* **WHAT IS NEEDED**:
Gather every line of the listing below that contains the word "brown" and copy each one out.

** start INPUT MATERIAL **

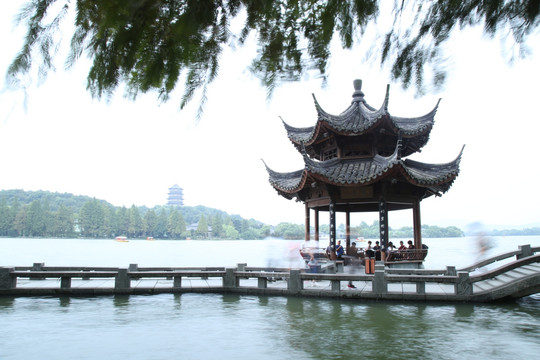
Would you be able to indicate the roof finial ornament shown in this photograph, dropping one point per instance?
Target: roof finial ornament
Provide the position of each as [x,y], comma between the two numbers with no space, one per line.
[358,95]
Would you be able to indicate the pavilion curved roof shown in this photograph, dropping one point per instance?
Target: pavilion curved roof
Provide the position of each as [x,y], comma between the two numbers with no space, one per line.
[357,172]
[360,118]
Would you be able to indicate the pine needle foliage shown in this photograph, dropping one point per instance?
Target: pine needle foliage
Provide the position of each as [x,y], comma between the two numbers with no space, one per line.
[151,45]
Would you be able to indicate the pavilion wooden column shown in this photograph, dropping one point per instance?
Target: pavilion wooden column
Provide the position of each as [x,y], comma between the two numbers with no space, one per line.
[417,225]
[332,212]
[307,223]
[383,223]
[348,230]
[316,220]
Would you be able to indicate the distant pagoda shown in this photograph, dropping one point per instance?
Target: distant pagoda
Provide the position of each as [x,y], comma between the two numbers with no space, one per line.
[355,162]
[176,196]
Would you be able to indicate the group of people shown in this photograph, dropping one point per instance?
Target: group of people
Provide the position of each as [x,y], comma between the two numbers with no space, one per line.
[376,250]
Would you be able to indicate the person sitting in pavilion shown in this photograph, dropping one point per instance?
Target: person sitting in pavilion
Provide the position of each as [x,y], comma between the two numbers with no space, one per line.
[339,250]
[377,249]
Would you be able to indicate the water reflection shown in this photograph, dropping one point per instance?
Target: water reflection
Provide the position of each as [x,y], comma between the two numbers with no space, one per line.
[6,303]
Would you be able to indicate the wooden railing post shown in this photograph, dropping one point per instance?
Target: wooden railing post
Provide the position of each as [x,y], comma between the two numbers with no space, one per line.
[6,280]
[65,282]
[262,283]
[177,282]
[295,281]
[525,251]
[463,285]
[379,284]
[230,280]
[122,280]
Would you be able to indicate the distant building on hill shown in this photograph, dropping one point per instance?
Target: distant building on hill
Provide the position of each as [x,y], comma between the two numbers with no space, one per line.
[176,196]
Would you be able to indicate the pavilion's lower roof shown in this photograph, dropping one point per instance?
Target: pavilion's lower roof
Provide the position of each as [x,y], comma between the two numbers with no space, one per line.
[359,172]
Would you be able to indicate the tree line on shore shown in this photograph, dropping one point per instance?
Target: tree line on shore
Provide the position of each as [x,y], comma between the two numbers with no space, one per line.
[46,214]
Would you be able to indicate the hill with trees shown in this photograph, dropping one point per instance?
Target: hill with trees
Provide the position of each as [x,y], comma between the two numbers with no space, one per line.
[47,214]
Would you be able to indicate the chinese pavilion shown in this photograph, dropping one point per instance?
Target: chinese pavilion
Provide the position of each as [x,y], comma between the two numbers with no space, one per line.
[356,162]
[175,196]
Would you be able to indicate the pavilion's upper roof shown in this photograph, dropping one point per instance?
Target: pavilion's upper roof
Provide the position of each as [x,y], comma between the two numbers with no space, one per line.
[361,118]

** end INPUT MATERIAL **
** start INPUT MATERIAL **

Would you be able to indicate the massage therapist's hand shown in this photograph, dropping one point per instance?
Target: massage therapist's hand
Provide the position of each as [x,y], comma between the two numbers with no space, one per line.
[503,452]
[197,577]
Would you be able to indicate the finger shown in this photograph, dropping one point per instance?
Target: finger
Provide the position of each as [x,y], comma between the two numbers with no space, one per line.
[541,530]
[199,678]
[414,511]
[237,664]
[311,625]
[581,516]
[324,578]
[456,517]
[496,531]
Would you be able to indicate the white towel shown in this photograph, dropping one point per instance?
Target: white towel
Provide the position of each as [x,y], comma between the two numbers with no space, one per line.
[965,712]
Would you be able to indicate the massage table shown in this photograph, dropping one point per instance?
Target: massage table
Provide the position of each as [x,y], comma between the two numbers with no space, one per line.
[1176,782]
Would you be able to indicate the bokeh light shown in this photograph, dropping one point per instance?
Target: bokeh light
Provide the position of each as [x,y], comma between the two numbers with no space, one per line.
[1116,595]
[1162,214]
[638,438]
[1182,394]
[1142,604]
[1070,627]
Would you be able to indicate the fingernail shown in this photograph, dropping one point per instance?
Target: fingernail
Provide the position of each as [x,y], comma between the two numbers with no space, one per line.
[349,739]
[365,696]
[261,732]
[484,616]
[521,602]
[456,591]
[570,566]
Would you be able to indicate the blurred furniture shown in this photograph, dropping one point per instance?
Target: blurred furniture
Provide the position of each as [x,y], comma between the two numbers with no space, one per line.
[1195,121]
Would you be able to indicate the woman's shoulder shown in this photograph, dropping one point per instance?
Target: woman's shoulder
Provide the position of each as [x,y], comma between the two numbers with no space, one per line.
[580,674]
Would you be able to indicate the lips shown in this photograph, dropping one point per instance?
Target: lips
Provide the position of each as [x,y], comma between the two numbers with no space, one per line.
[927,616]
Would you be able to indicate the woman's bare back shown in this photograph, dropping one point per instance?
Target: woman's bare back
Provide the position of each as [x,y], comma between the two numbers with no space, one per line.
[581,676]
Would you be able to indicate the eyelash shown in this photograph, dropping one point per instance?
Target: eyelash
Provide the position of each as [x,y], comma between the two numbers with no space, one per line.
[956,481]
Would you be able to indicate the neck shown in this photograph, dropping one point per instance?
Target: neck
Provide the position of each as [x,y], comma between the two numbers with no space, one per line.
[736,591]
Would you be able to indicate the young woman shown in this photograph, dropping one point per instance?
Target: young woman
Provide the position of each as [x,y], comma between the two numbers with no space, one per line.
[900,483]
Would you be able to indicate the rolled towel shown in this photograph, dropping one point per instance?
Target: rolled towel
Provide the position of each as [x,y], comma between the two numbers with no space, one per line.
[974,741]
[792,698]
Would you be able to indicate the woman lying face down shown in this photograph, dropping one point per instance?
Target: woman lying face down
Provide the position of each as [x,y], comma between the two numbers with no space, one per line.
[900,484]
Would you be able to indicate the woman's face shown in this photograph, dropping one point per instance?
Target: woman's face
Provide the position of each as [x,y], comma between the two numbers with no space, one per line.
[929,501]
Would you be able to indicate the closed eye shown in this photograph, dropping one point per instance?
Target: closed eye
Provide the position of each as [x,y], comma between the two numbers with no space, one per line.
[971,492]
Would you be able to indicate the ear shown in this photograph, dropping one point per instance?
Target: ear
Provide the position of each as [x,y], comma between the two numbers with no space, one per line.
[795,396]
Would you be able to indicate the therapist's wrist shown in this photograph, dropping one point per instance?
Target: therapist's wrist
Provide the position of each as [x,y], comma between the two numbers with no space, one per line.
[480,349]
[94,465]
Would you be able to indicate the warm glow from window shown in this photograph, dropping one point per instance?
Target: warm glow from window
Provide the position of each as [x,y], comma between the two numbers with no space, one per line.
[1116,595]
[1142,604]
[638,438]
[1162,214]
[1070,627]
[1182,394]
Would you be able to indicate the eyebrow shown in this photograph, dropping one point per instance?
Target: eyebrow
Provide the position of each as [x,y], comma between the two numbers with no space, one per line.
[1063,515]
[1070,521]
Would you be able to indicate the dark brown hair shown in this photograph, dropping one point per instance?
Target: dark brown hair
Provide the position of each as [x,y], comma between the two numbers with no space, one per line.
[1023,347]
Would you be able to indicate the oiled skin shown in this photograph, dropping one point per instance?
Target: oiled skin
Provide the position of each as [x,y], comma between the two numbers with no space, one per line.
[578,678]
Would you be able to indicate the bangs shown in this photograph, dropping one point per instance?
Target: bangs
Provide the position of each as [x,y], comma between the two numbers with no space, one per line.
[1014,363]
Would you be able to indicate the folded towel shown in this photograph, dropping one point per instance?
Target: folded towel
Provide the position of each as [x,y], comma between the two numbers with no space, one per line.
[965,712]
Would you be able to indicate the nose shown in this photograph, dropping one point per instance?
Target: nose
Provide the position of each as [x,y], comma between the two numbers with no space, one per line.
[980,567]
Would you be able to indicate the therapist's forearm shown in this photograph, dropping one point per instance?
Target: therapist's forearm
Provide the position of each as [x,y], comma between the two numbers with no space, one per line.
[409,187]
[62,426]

** end INPUT MATERIAL **
** start INPUT MATERIAL **

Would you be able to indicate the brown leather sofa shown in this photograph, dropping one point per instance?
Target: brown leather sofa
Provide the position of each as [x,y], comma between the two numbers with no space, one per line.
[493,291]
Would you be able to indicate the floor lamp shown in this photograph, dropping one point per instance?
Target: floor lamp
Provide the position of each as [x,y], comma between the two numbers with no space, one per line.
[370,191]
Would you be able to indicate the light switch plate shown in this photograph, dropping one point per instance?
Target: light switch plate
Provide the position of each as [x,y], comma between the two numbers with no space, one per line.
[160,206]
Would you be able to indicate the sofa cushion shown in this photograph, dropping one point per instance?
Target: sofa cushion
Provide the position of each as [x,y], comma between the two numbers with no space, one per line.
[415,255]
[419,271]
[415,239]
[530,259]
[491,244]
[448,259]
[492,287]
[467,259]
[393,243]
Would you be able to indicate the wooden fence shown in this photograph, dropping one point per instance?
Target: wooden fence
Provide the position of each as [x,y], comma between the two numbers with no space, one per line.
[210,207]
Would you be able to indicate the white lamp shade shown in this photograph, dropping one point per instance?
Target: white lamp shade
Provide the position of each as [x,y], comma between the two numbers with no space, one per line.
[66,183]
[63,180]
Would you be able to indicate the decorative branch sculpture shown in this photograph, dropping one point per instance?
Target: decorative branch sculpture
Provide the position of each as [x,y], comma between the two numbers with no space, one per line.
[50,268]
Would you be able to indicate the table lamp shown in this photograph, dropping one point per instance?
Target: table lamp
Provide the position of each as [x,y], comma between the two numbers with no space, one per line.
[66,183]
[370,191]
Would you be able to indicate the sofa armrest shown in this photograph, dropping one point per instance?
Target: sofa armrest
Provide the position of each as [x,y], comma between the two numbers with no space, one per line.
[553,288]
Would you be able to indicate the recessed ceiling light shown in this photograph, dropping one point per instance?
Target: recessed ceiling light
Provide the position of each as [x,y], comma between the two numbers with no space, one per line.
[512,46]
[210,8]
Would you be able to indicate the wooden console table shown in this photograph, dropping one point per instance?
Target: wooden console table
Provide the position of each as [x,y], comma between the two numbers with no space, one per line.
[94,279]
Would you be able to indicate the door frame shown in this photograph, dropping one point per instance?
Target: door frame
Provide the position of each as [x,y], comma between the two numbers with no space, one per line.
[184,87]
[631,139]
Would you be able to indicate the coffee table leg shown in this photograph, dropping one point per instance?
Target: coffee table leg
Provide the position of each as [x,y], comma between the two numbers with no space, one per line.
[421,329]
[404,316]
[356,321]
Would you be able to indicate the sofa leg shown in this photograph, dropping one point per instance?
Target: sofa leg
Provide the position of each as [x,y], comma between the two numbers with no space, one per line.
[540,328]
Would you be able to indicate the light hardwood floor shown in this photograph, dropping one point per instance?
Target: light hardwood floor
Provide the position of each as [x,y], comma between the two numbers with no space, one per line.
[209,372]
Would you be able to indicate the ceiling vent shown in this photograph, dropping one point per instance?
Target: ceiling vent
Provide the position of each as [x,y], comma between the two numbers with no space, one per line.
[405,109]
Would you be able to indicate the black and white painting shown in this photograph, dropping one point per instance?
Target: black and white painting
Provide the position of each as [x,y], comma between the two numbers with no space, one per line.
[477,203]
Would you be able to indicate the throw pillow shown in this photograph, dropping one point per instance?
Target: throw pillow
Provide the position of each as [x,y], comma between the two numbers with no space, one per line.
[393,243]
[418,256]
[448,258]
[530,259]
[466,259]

** end INPUT MATERIAL **

* **EXERCISE ANSWER**:
Would you be able to indicate the dark brown hair shown in this photograph, dropping one point per instance?
Target: dark brown hair
Would you be able to indicate the brown leather sofa shown in this photograph, dropping one point per instance?
Target: brown leather sofa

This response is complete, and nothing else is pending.